**Given passage:**
BEGIN

Many of the scenes take place in schools and classrooms or involve parents, suggesting the characters were made either by or for young people, and again underscoring the service’s notoriously young user base.
The dozens of AI personas we identified were easily discoverable via basic keyword searches. They all were accessible to us through our teenage decoy account, and collectively boast hundreds of thousands of chats with users. Character.AI is available on both the Android and iOS app stores, where it’s respectively approved for kids 13+ and 17+.
We showed our conversations with the Character.AI bots to psychologist Jill Emanuele, a board member of the Anxiety and Depression Association of Americaand the executive director of the New York-based practice Urban Yin Psychology. After reviewing the logs, she expressed urgent concern for the welfare of Character.AI users — particularly minors — who might be struggling with intrusive thoughts of self-harm.
Users who “access these bots and are using them in any way in which they’re looking for help, advice, friendships — they’re lonely,” Emanuele said. But the service, she added, “is uncontrolled.”
“This isn’t a real interface with a human being, so the bot isn’t likely going to respond necessarily in the way that a human being would,” she said. “Or it might respond in a triggering way, or it might respond in a bullying way, or it might respond in a way to condone behavior. For a child or an adolescent with mental health concerns, or [who’s] having a difficult time, this could be very dangerous and very concerning.”

END

**Records provided:**
BEGIN

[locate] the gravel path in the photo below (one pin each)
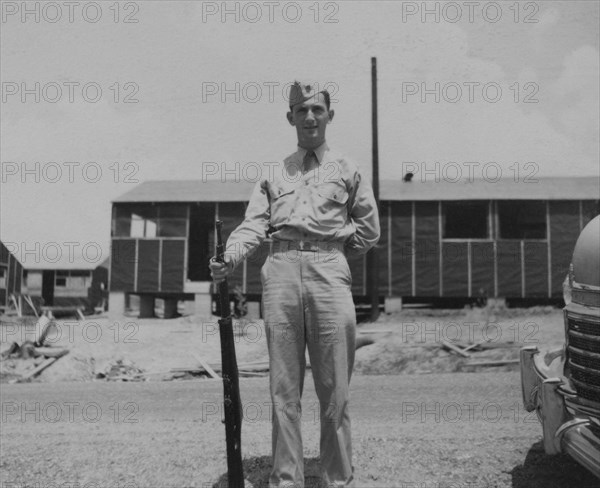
(417, 431)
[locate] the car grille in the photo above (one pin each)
(584, 355)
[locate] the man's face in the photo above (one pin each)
(310, 119)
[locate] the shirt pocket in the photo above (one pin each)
(333, 192)
(282, 202)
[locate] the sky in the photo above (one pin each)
(100, 96)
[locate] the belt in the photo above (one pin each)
(308, 246)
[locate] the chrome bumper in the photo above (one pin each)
(545, 391)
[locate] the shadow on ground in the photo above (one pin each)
(543, 471)
(258, 469)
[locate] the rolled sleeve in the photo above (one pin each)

END

**Task A:**
In the Character.AI article, rewrite the paragraph beginning "The dozens of AI personas" as a short bulleted list that keeps its main facts.
**Task B:**
Pull out the exact words of the Character.AI article starting at "The dozens of" and ending at "thoughts of self-harm.".

**Expected output A:**
- The dozens of AI personas identified were easy to find through basic keyword searches.
- All of them could be reached from a teenage decoy account.
- Together they have hundreds of thousands of chats with users.
- Character.AI is on the Android and iOS app stores, approved for ages 13+ and 17+ respectively.

**Expected output B:**
The dozens of AI personas we identified were easily discoverable via basic keyword searches. They all were accessible to us through our teenage decoy account, and collectively boast hundreds of thousands of chats with users. Character.AI is available on both the Android and iOS app stores, where it’s respectively approved for kids 13+ and 17+.
We showed our conversations with the Character.AI bots to psychologist Jill Emanuele, a board member of the Anxiety and Depression Association of Americaand the executive director of the New York-based practice Urban Yin Psychology. After reviewing the logs, she expressed urgent concern for the welfare of Character.AI users — particularly minors — who might be struggling with intrusive thoughts of self-harm.